• [WHAT YOU HAVE TO DO]:
For the word "cathedral", find each line in the entries where it occurs and copy that line.

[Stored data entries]
/---

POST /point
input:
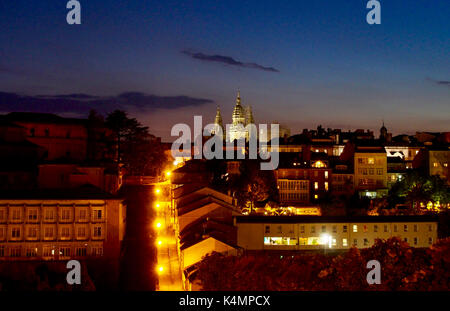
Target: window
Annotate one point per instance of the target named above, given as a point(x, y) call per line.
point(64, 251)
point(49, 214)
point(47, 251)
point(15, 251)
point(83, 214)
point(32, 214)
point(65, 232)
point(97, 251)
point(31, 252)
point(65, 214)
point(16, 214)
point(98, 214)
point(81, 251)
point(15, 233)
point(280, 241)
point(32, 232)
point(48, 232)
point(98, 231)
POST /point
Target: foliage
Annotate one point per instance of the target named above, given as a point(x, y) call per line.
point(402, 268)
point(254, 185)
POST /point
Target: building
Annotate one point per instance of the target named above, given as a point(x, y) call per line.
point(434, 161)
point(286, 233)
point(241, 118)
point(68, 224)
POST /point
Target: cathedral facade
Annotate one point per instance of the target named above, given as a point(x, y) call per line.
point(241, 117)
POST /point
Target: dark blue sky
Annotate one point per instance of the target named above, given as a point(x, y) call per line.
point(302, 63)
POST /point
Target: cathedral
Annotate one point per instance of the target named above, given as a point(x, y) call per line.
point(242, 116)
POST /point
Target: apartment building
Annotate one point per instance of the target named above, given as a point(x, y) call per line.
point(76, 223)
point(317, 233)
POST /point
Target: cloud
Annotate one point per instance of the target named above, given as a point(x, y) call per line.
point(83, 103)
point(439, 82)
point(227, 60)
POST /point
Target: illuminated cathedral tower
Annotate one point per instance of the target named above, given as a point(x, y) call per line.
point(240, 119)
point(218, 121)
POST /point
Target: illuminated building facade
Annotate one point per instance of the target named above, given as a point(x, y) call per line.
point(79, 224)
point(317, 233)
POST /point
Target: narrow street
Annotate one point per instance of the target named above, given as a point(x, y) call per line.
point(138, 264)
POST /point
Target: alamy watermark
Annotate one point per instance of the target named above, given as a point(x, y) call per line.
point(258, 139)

\---
/---

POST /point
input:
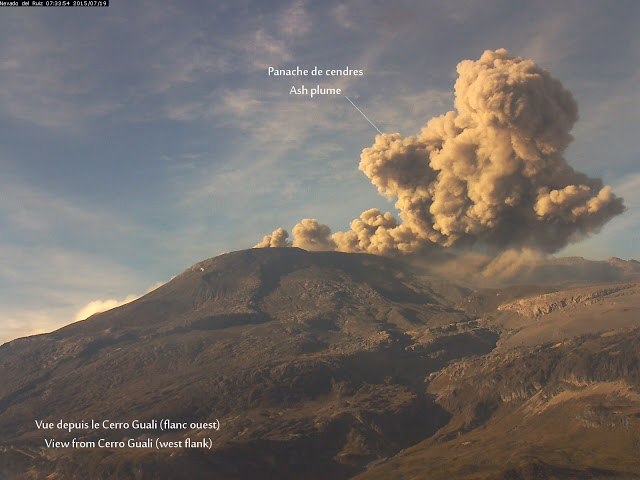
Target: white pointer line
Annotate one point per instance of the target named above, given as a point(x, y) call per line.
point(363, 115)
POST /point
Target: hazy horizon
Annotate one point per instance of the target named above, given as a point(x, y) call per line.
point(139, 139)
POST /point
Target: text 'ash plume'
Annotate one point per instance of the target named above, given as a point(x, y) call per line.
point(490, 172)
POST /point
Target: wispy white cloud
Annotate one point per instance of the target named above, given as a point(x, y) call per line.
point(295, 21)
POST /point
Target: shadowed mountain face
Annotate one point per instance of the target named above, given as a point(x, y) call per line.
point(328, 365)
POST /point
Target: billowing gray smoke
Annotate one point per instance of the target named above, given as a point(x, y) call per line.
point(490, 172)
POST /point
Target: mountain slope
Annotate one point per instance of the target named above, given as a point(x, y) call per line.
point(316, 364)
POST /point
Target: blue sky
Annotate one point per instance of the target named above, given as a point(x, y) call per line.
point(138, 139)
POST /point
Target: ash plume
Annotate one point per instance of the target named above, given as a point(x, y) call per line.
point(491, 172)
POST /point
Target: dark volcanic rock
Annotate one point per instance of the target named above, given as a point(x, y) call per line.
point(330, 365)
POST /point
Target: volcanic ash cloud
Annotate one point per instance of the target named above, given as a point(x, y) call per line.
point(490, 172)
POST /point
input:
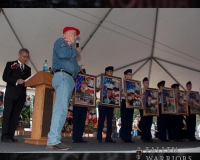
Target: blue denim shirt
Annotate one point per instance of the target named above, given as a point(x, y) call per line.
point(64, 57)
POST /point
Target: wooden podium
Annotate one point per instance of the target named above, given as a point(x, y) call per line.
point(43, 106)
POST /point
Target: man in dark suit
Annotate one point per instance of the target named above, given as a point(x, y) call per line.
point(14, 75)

\---
/---

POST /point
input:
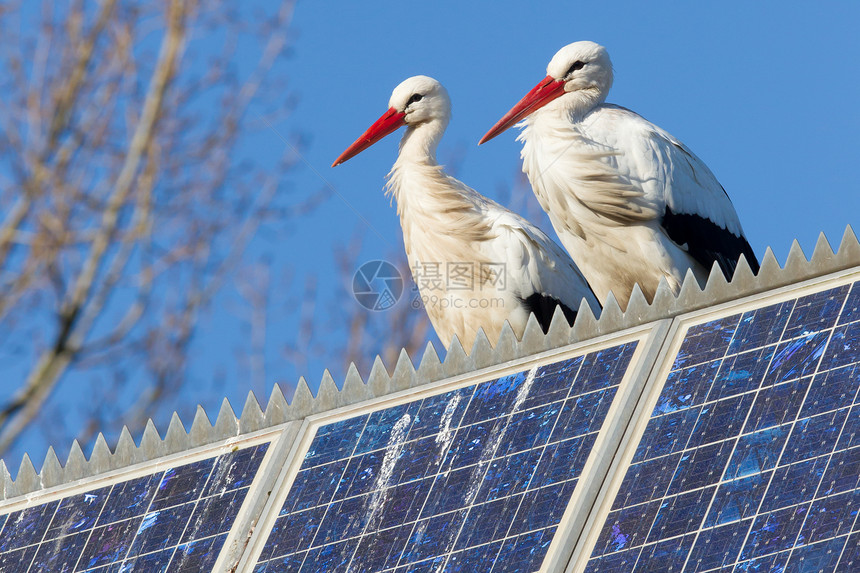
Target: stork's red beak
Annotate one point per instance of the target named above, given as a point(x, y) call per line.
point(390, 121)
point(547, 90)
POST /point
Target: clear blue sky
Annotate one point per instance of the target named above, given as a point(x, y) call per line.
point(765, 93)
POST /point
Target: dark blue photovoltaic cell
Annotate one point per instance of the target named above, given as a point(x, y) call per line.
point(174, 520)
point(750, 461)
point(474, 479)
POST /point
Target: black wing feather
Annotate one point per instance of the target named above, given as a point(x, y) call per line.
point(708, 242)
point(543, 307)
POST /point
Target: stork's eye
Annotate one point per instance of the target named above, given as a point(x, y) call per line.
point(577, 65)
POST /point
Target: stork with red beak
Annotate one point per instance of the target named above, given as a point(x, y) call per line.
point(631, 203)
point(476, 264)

\---

• [TASK RESPONSE]:
Target: cathedral facade
Target: cathedral
Target: illuminated cathedral tower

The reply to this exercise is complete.